- Action item A -
In the text on movement and a baby's brain development, what is Carina van der Westhuizen's profession?
- Action item B -
Print everything in the text on movement and a baby's brain development from "While your baby" down to "roll by himself.", word for word.

- Excerpted text -
***

3. Movement & IQ: Play with your baby
Movement is important for brain development, says Carina van der Westhuizen, an occupational therapist from Krugersdorp. “The more a baby moves, the more his senses are stimulated, which in turn broadens his knowledge of the world. Movement is very important for sensory stimulation. Carrying, swinging, rocking and turning stimulates the senses and is important at a later stage for balance, planning and organisation,” she says.
While your baby moves, various neurological pathways are fostered, which the brain then recalls at a later stage. As soon as gross motor skills are well developed, the focus can move to the development of fine muscles of the hands and fingers, Carina says.
Movement: How you can help
- Place your baby on his side, and roll his whole body forward onto his tummy or back onto his back. Do it a couple of times and then leave him to see if he can roll by himself.

***

- Information provided -
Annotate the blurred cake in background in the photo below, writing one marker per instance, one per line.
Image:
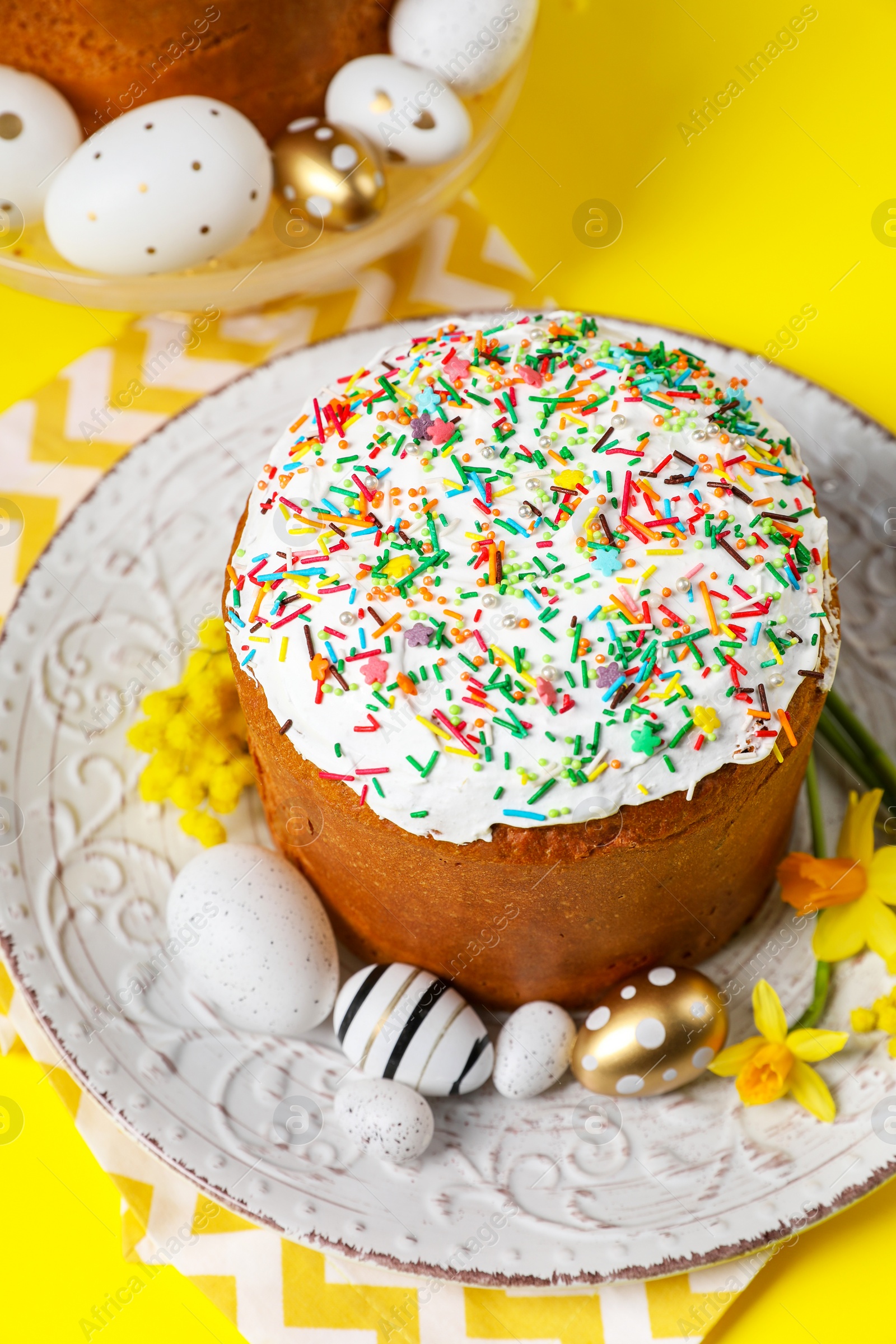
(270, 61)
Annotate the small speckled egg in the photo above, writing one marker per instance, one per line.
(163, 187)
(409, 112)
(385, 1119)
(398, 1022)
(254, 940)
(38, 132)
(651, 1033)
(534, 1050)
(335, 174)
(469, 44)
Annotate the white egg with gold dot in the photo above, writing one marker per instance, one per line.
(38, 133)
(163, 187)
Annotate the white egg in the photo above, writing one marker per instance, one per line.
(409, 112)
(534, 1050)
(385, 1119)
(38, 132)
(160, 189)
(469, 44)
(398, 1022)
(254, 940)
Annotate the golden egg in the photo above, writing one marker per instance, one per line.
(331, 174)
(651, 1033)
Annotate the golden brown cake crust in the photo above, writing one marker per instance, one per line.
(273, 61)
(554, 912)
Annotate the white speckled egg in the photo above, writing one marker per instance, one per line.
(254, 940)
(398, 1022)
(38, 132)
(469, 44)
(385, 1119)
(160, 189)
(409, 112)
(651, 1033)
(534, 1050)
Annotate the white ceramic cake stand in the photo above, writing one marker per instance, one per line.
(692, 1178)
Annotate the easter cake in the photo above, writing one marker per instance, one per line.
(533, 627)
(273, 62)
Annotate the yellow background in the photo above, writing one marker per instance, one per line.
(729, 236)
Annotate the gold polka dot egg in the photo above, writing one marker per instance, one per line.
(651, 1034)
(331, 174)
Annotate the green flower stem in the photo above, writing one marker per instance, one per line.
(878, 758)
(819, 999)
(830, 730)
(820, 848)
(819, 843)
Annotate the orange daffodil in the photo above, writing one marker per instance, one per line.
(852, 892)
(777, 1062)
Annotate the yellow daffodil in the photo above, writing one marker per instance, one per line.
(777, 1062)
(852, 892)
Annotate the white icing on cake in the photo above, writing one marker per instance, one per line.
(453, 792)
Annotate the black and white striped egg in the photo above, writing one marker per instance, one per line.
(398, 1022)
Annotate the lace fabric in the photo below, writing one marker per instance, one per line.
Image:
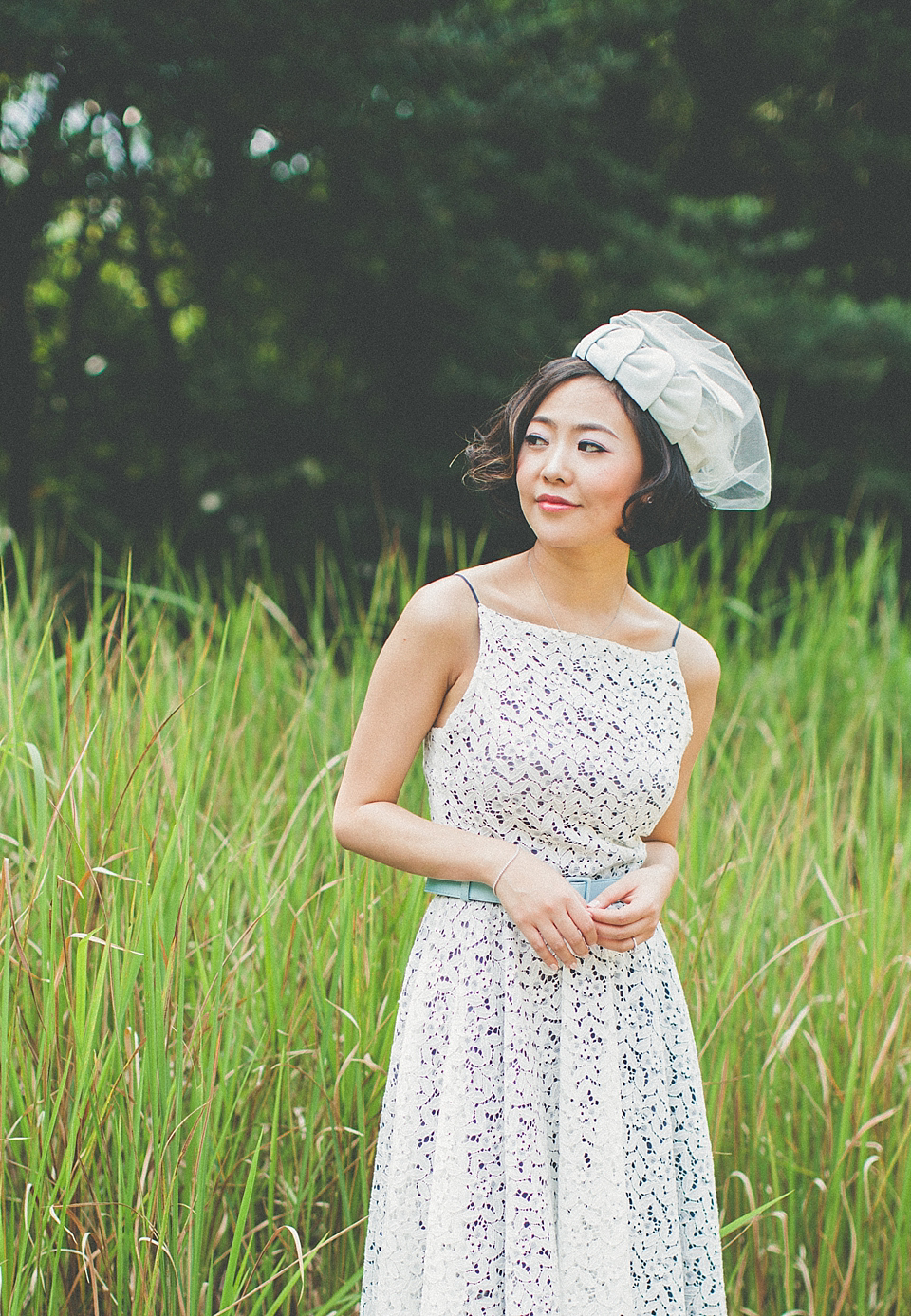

***

- Answer area A -
She is an occupational therapist.

- Answer area B -
While your baby moves, various neurological pathways are fostered, which the brain then recalls at a later stage. As soon as gross motor skills are well developed, the focus can move to the development of fine muscles of the hands and fingers, Carina says.
Movement: How you can help
- Place your baby on his side, and roll his whole body forward onto his tummy or back onto his back. Do it a couple of times and then leave him to see if he can roll by himself.